Exercise instructions:
Tally the lines below: how many contain the string "blurred", matching case exactly? Reply with the number only.

Stored rows:
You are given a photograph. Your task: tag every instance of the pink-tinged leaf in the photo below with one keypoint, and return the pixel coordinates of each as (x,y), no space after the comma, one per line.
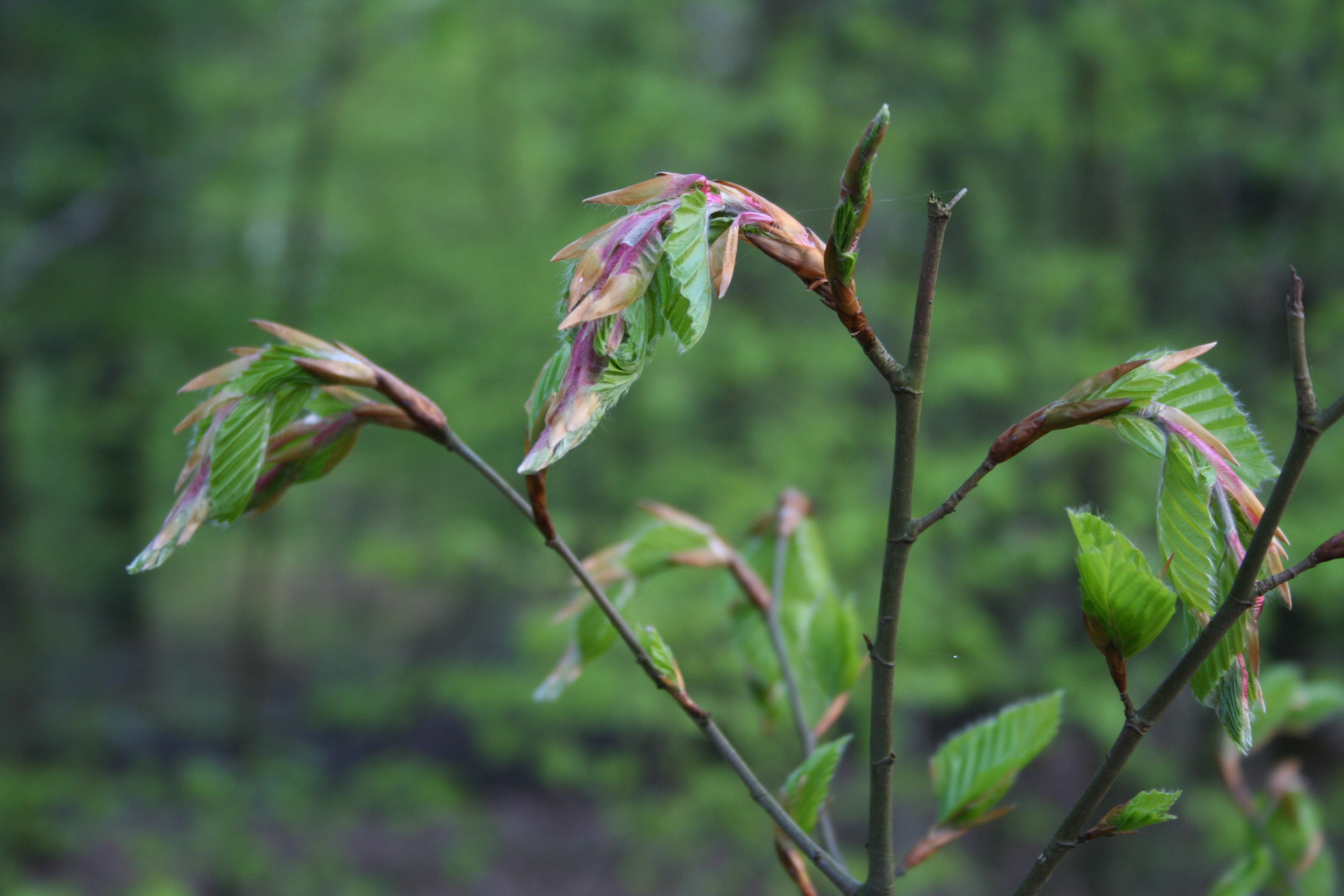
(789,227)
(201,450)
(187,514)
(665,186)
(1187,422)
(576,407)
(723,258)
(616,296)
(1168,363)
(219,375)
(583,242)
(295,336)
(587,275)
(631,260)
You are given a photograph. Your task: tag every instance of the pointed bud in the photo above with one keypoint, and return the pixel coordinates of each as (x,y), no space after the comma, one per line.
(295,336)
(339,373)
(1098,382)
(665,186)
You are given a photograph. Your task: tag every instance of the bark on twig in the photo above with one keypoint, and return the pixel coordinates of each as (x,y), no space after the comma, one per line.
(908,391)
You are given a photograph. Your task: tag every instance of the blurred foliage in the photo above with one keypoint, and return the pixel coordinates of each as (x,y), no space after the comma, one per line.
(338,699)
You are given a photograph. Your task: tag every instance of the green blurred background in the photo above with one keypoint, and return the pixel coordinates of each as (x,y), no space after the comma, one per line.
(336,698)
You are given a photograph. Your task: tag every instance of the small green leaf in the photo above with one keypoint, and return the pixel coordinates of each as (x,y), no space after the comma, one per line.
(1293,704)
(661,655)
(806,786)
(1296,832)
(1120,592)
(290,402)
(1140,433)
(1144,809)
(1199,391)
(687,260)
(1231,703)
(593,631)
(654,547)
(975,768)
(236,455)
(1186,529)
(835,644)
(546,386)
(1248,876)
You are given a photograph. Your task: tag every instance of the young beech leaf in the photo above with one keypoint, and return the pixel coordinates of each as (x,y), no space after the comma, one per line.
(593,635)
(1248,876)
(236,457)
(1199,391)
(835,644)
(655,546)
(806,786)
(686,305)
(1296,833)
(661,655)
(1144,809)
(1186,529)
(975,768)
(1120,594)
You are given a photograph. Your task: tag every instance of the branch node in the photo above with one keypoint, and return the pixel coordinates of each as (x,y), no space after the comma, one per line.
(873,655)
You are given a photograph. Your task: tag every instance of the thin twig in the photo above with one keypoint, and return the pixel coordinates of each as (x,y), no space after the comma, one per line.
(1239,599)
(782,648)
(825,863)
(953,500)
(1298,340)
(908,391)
* * *
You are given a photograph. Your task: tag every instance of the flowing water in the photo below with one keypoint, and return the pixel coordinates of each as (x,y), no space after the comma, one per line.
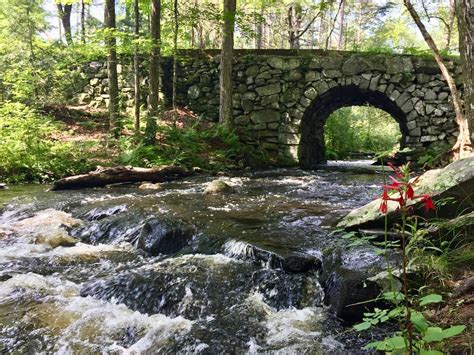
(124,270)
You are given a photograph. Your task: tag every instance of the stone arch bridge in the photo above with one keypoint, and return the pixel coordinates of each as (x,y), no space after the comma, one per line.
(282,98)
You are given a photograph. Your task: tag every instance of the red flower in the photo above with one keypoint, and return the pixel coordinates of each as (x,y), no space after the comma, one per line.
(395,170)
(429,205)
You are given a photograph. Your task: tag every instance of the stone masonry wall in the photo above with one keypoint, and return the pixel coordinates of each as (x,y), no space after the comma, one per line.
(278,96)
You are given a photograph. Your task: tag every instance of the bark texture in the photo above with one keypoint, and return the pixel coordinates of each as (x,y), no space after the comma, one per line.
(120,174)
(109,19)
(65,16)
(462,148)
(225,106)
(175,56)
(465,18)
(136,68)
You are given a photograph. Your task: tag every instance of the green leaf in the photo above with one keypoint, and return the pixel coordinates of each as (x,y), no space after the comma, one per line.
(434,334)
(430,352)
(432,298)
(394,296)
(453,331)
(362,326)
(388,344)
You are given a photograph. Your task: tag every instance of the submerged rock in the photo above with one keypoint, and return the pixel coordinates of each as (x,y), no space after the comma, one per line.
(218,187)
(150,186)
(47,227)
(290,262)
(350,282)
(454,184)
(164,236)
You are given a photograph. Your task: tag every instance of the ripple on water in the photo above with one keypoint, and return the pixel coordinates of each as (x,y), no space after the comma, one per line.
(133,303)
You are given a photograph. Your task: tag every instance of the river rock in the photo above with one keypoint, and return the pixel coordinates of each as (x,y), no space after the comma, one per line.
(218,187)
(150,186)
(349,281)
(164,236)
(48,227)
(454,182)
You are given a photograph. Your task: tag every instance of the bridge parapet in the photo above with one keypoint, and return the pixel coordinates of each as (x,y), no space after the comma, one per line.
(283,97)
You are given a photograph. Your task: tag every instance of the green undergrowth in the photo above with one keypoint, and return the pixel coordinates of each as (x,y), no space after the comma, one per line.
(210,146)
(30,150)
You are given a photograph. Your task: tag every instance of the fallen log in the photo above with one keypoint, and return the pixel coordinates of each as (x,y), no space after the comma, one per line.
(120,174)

Written response:
2